[Fragmento proporcionado]
Este momento fundacional descrito por Paz produce lo que él llama una “idiosincrasia mexicana basada en la ruptura y negación del pasado”. La Malinche se convierte así en un mito maternal negativo: la madre que no protegió, sino que se entregó. Su figura deja de ser histórica para convertirse en el símbolo de la chingada, es decir, de la mujer vencida, del cuerpo colonizado, del origen vergonzante. Esta interpretación, profundamente influyente, ha dejado una huella duradera en el imaginario colectivo y en la cultura popular mexicana.
En contraste, autoras como Elena Garro, Rosario Castellanos, Carmen Boullosa, Sandra Cypess, Laura Esquivel y Gloria Anzaldúa han contribuido a resignificar a La Malinche desde perspectivas feministas, literarias y decoloniales. La Malinche pasa entonces de ser un estigma a convertirse en un espacio simbólico de diálogo intercultural, resistencia y reapropiación identitaria.

[Qué se pide]
A. Responde estas preguntas según el fragmento sobre La Malinche:
(i) ¿Qué nombre da Paz a la idiosincrasia que produce el momento fundacional?
(ii) ¿En qué clase de mito se convierte La Malinche en esa interpretación?
(iii) ¿Desde qué perspectivas la han resignificado las autoras mencionadas?
B. Resume en dos oraciones el fragmento sobre La Malinche.
C. Indica si cada afirmación concuerda con el fragmento sobre La Malinche y cita las palabras que lo deciden:
(i) En la lectura de Paz, La Malinche es la madre que protegió a los suyos.
(ii) La interpretación de Paz ha marcado la cultura popular mexicana.
(iii) Gloria Anzaldúa figura entre las autoras que resignifican a La Malinche.

[Datos extraídos]
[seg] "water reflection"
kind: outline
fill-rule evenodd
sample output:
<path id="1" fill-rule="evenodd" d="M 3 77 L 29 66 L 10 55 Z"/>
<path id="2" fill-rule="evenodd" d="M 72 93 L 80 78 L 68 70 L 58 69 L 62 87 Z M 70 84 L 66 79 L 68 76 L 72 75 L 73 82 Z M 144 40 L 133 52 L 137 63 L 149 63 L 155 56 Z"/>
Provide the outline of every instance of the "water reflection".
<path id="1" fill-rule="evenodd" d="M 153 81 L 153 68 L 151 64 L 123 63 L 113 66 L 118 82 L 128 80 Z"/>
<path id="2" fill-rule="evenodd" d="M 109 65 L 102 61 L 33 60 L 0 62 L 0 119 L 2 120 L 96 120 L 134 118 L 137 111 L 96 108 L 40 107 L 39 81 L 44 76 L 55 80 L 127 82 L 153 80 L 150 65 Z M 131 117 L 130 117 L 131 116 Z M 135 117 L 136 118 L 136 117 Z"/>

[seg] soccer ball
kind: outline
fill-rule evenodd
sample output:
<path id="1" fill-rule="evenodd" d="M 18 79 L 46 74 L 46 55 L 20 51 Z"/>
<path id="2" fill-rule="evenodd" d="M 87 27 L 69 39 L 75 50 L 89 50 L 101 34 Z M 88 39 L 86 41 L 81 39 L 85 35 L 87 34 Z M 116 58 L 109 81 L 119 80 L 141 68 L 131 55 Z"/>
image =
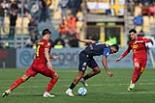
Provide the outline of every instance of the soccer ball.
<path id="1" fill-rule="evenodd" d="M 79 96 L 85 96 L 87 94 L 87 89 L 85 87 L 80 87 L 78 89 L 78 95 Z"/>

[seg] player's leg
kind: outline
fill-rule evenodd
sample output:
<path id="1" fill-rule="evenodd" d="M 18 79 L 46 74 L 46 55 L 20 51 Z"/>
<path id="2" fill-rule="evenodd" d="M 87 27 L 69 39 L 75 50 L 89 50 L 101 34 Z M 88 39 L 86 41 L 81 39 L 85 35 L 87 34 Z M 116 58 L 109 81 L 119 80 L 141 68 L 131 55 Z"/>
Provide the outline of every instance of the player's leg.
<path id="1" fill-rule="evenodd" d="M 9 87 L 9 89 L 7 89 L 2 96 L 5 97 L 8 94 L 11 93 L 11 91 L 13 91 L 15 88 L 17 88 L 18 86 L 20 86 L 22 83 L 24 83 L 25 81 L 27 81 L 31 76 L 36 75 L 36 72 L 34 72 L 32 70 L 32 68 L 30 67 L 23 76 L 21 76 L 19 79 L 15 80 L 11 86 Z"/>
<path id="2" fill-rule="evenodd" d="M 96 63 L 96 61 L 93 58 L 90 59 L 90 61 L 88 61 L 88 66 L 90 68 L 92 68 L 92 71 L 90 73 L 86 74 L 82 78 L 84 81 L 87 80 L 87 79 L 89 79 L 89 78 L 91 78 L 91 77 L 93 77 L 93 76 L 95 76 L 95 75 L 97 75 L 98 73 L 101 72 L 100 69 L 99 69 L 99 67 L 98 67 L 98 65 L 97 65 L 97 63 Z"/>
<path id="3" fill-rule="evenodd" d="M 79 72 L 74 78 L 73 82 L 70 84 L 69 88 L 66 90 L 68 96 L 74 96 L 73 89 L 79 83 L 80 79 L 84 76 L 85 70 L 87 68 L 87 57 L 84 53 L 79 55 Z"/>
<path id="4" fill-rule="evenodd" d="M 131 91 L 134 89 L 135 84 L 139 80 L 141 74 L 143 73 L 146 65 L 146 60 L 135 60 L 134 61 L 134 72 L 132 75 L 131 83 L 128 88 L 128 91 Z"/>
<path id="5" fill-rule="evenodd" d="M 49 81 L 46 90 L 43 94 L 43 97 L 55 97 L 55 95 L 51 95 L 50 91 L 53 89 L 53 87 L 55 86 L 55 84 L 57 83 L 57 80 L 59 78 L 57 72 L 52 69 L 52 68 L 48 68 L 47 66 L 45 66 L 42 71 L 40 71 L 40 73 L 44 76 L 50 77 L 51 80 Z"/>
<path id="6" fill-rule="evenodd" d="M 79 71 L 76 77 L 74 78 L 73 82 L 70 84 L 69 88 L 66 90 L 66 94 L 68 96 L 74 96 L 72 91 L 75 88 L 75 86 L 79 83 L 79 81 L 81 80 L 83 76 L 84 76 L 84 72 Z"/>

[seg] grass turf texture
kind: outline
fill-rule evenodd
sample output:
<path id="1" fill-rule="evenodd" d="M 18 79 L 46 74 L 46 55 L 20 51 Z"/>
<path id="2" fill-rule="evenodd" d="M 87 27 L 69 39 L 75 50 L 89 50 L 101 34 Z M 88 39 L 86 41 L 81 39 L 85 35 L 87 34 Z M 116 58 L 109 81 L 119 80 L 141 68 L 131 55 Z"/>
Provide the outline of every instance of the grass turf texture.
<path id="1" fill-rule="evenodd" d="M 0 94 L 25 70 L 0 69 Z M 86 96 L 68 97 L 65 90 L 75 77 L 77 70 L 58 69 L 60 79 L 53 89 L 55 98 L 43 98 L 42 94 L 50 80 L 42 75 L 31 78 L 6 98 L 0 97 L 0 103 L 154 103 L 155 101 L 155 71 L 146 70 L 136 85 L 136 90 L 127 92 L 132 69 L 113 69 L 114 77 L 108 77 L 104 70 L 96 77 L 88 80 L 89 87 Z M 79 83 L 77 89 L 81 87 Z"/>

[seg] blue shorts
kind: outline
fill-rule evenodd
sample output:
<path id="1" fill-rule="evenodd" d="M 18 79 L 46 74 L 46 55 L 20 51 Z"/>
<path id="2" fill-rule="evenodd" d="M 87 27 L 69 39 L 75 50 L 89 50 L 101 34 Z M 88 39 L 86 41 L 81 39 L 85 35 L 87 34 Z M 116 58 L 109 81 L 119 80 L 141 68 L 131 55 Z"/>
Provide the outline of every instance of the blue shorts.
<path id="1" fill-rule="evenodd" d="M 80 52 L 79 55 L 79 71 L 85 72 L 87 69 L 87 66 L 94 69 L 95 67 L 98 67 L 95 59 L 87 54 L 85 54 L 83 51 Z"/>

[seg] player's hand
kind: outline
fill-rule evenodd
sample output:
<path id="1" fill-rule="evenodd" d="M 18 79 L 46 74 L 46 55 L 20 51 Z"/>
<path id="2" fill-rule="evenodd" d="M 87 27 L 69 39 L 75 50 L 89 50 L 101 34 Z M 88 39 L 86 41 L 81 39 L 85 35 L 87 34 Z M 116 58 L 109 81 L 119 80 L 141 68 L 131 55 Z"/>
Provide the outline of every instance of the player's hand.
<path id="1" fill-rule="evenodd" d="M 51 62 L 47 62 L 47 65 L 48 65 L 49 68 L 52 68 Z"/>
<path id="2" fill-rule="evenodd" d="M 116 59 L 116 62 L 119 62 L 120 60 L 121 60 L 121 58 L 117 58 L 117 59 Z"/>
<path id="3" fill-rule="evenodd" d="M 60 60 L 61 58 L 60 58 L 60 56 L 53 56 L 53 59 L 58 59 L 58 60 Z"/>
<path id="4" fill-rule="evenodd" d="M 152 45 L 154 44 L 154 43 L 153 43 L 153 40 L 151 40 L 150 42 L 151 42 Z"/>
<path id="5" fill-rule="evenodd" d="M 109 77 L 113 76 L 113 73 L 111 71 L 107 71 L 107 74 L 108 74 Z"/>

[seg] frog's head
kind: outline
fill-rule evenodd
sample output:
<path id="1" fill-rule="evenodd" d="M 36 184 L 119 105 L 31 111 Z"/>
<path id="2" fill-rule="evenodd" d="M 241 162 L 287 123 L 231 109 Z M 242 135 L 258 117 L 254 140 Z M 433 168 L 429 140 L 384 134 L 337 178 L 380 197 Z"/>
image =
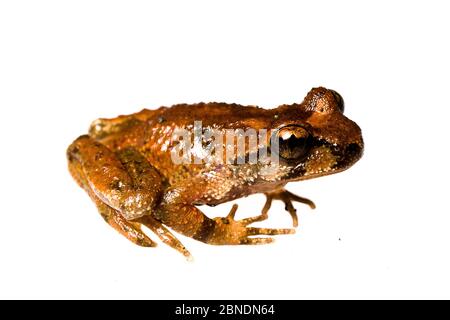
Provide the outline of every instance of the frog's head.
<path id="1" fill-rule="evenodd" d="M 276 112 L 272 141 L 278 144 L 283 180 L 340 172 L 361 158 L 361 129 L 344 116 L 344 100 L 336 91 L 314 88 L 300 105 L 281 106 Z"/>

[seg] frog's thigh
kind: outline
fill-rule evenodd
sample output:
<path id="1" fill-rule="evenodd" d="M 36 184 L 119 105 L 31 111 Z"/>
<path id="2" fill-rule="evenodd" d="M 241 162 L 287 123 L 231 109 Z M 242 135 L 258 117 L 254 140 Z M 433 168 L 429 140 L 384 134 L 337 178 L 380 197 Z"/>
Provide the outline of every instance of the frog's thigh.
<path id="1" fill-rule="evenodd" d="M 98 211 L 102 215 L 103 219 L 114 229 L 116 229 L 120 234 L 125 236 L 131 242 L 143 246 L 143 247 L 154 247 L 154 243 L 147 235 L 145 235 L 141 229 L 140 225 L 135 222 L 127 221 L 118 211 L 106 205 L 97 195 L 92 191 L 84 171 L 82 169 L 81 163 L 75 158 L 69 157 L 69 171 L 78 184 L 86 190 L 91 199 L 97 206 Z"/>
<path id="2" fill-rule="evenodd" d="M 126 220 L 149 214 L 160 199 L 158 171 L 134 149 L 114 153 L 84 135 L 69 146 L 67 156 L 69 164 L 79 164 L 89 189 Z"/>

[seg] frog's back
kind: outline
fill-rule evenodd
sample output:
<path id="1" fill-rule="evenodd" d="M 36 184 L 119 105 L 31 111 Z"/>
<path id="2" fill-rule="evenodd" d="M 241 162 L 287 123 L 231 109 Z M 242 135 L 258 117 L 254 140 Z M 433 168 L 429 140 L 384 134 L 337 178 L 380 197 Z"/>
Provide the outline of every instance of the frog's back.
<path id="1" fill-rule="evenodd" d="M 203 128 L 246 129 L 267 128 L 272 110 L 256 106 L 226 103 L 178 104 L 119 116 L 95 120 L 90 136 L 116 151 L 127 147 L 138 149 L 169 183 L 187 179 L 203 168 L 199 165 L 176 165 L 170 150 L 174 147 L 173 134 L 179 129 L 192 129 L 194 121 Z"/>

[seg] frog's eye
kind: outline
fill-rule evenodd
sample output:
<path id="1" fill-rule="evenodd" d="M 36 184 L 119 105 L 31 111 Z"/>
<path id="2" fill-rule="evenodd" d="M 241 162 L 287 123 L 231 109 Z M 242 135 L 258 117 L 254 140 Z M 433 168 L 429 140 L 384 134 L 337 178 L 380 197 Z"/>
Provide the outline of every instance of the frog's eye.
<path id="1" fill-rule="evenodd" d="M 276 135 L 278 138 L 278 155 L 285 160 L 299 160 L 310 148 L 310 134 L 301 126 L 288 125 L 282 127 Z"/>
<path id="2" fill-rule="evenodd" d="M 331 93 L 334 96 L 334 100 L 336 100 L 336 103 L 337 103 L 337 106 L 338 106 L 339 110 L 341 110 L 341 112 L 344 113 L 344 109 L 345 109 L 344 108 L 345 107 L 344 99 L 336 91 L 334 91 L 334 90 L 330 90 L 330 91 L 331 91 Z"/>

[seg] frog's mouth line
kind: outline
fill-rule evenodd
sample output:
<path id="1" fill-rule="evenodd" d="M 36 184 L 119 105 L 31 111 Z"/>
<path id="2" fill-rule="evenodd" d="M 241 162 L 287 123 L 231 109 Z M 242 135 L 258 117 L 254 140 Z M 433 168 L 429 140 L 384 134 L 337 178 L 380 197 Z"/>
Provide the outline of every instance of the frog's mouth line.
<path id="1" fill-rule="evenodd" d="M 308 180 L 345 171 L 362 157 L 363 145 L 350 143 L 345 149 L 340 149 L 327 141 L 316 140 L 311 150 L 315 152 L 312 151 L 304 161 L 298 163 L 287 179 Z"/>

[Resultados]
A.
(i) Una "idiosincrasia mexicana basada en la ruptura y negación del pasado".
(ii) En un mito maternal negativo.
(iii) Desde perspectivas feministas, literarias y decoloniales.

B. Según Paz, el momento fundacional convierte a La Malinche en un mito maternal negativo, símbolo de la chingada y del origen vergonzante, y esta interpretación ha dejado una huella duradera en el imaginario colectivo mexicano. En contraste, autoras como Elena Garro, Rosario Castellanos y Gloria Anzaldúa la han resignificado desde perspectivas feministas, literarias y decoloniales, de modo que pasa de estigma a espacio simbólico de diálogo intercultural, resistencia y reapropiación identitaria.

C.
(i) No: "la madre que no protegió, sino que se entregó".
(ii) Sí: "ha dejado una huella duradera en el imaginario colectivo y en la cultura popular mexicana".
(iii) Sí: "Laura Esquivel y Gloria Anzaldúa han contribuido a resignificar a La Malinche".